Image point grounding data:
------------------------------
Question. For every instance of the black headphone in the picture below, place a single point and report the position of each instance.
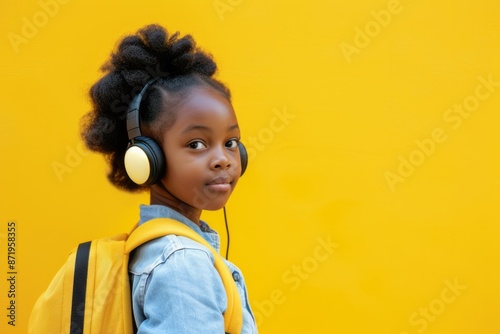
(144, 159)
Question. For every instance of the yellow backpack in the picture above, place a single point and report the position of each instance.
(91, 292)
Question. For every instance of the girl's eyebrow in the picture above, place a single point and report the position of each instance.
(206, 128)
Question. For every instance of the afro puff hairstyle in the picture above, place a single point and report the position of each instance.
(149, 53)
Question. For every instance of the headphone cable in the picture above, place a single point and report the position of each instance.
(227, 233)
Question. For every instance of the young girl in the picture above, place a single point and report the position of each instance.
(184, 120)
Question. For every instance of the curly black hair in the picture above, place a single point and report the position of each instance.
(149, 53)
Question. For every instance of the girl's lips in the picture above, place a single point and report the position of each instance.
(222, 183)
(220, 187)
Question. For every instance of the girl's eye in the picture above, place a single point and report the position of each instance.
(233, 143)
(196, 145)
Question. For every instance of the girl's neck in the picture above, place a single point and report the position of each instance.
(159, 195)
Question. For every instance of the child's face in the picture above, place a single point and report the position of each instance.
(203, 161)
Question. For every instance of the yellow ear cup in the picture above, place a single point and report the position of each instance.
(137, 165)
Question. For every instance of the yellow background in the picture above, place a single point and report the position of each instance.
(358, 211)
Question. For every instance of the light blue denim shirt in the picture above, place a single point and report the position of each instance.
(175, 286)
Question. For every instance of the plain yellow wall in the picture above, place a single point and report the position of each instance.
(371, 200)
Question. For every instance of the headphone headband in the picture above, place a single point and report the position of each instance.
(133, 117)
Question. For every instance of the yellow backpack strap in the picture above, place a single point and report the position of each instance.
(159, 227)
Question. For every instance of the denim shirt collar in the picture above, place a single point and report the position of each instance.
(148, 212)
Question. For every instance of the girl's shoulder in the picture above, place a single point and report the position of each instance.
------------------------------
## About this task
Restate the entries verbatim and exclude any pictures.

## Result of this exercise
Question. For every instance of the black headphone in the picture below, place a single point and report the position of each instance.
(144, 159)
Question. For every instance of the yellow backpack in the picture above, place a single point and report the position of each instance.
(91, 292)
Question. For every instance of the girl's eyebrow in the picture above, place a single point and report the position of each instance.
(206, 128)
Question. For every instance of the afro puff hairstyle in the picture above, place a single point and report the position of each instance.
(149, 53)
Question. For every instance of the headphone cable in the picture above, place a single point and report the position of each instance.
(227, 233)
Question. For every instance of the young girl in the picture above, place a single point and report the position of each instance.
(184, 120)
Question. For every instance of the curly black hair in the picture above, place a single point and report the position of each instance.
(149, 53)
Question. For every instance of the girl's lips in the picture above, place a single point and report the position of each instance.
(222, 183)
(220, 187)
Question. For every instance of the girl's eye in the picture above, place a single point and report the position of each instance.
(233, 143)
(196, 145)
Question. For every instance of the girl's neck in the picture above, place a single point and report the position of each instance.
(159, 195)
Question. For every instance of the child's face in the picture above, place a single point and report the position of each instance.
(203, 161)
Question. For every instance of the yellow ear cup in the picture above, place a single point and report the position of each instance.
(137, 165)
Question. For every instance of the yellow background in the picture above, place a single point and report the position of each instance.
(358, 211)
Question. For every instance of the light blue denim shirt in the picture above, place a single point and report the position of each instance.
(175, 286)
Question. For every instance of the plain yellow wall in the picture above, place a single point and report the position of each instance.
(371, 200)
Question. For every instance of the headphone headband in the picture above, place a single point and report the position of each instance.
(133, 117)
Question. For every instance of the yellow backpack strap in the picture above, place a single point and report the position of each instance.
(159, 227)
Question. For every instance of the denim shirt collar in the picture above, place a single point and report the position of each instance.
(148, 212)
Question. For every instance of the girl's shoulder in the picture above, place a single point and report the position of each instance.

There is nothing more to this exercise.